#### [WHAT THE TASK REQUIRES]
Rewrite the records as a numbered list, from the line containing "Where can the field" through the final line of the records, inclusive. Leave out any blank lines.

#### [DATA ROWS]
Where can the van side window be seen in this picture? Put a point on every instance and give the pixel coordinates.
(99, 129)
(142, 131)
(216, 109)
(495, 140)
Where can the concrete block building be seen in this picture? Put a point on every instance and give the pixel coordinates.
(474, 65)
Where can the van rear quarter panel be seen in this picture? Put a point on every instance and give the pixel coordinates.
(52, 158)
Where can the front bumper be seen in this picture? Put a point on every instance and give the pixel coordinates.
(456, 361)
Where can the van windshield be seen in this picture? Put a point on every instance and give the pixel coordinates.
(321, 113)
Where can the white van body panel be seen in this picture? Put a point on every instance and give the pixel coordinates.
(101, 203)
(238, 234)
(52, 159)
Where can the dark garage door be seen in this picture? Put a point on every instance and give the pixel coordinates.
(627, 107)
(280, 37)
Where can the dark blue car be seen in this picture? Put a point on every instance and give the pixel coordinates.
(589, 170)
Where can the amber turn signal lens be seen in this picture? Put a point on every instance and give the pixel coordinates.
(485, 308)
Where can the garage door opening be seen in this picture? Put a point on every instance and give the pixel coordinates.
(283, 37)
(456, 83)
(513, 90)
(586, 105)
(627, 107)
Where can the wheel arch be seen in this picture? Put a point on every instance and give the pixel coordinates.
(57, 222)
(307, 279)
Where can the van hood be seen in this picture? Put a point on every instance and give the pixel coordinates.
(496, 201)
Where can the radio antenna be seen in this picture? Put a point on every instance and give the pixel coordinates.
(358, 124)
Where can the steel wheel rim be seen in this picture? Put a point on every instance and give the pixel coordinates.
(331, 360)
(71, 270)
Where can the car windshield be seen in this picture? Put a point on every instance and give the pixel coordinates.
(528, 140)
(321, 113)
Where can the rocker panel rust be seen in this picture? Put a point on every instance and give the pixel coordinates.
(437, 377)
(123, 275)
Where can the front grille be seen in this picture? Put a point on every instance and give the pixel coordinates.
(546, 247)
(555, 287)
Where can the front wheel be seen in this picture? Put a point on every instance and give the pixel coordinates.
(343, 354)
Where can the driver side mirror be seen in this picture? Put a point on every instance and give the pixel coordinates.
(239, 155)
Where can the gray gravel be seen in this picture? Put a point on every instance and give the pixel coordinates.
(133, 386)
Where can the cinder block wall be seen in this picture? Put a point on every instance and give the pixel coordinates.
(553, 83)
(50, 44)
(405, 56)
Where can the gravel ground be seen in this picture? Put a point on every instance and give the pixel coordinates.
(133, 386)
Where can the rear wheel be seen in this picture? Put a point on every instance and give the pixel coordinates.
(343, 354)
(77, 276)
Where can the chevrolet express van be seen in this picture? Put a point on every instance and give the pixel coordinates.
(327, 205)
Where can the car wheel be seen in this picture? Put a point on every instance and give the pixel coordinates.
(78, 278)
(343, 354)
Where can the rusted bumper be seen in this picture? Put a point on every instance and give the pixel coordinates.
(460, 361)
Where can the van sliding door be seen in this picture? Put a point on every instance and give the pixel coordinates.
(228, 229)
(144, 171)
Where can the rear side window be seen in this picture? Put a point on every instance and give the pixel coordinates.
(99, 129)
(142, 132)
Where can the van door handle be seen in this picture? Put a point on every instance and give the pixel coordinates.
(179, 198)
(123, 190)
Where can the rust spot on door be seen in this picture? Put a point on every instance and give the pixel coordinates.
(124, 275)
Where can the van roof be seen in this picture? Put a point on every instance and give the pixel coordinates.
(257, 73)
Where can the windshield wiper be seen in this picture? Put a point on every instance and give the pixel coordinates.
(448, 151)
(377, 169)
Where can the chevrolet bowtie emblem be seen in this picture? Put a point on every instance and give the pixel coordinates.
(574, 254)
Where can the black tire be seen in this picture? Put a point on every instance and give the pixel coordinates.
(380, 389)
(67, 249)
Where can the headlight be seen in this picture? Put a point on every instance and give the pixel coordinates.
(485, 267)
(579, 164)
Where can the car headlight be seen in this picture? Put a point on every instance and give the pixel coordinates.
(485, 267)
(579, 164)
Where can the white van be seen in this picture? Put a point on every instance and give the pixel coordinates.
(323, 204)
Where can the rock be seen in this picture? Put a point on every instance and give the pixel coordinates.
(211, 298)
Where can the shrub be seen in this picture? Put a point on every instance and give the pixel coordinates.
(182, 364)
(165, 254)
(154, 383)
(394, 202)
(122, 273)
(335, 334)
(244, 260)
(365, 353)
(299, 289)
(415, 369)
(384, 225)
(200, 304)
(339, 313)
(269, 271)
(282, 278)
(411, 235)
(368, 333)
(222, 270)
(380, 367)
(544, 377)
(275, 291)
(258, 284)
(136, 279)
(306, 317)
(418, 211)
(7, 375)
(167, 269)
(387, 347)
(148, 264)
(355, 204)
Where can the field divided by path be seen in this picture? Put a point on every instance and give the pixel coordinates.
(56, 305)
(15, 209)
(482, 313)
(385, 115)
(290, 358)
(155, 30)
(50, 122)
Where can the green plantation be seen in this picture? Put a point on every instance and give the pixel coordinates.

#### [OUTPUT FOR THIS EXERCISE]
1. Where can the field divided by path be seen in this picture? Put a point on every instance and give the pixel coordinates.
2. (56, 305)
3. (15, 209)
4. (482, 313)
5. (385, 115)
6. (290, 358)
7. (155, 30)
8. (50, 122)
9. Where can the green plantation be seen in this picture? Put a point on every instance and give the pixel coordinates.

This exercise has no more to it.